> [Goal]: Each entry below is to be transcribed exactly.

(Dataset excerpts on object pointing)
--*--

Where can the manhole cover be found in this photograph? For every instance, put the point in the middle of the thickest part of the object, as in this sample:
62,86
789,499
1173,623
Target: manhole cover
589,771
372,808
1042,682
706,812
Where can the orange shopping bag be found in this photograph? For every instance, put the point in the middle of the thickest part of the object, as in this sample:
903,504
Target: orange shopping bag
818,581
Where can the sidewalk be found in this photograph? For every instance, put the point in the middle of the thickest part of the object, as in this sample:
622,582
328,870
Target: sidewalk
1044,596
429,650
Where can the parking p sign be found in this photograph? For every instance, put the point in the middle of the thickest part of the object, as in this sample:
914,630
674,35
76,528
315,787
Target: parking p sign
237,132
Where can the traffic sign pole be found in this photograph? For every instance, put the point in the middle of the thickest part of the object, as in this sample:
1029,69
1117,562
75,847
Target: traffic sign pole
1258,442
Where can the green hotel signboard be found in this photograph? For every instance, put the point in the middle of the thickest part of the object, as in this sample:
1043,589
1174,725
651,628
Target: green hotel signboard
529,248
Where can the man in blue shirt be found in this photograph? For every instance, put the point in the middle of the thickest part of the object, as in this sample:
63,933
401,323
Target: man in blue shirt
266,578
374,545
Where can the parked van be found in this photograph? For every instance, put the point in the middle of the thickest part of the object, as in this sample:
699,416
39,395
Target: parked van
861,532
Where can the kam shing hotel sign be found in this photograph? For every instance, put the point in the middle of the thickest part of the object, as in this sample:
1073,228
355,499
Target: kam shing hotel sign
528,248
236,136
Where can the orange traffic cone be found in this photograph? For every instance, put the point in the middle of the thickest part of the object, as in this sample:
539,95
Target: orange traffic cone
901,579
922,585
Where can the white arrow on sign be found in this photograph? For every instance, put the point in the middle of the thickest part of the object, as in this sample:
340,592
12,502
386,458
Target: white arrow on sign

--*--

> [Correct answer]:
Where can the manhole cover be found in this photograph? For every instance, put the point in the middle of the thickest part of the object, as in this sample:
62,86
789,499
1173,623
Target: manhole cover
589,771
372,808
1042,682
706,812
Where can the orange shopping bag be found in this photograph? For every instance, put the point in the middle of the thickest part of the object, as in this sample:
903,504
Target: orange shopping bag
818,581
Where can the sidewalk be found in this photograph? For every instance, put the point in the middle of the thickest part of the object, as in this sample:
622,582
328,870
Target: sidewalk
1044,596
429,650
Where can the parking p sign be found in this photograph? For every instance, put the point in the middle of the thickest part of the object, as in this sample:
914,630
674,35
76,528
315,787
Target: parking p sign
237,132
Where can the traffic sign pole be found in this photograph? For every instance, put the point in the middle of the thickest part of the object, as in this sample:
1029,69
1117,562
75,847
Target: traffic sign pole
1258,442
Where can the green hotel signboard be found in this photograph? For every instance, put the point in the middle of the thickest part of the object, as in this sample:
1043,589
1174,725
651,628
Target: green hotel signboard
529,248
Where can the man in blue shirt be found in this photograph? For every instance, put the point in the middle of the thickest part of the object, as in this sample:
63,933
401,323
Target: man in blue shirt
266,578
374,545
Where can the parked van be found in this photograph? For every instance, put the point in the middle of the thickest part of the object, as in this sample:
699,416
39,395
Target: parked van
861,532
Where can the kam shing hotel sign be found in this photograph? For every instance, put the point in the middle of the thickest part of the object, as in this sample:
1073,228
355,499
Target: kam shing hotel sign
528,248
236,136
Where can the orange traffic cone be found in this photograph? For every instance, put the point in the middle of the thickest part of the object, as in this sample:
539,95
Target: orange traffic cone
901,579
922,585
Where can the white arrow on sign be found in this photograph? For every instance, put the point in the middle of the thickest part of the object, as in this sample:
340,592
12,502
386,458
Target: white arrow on sign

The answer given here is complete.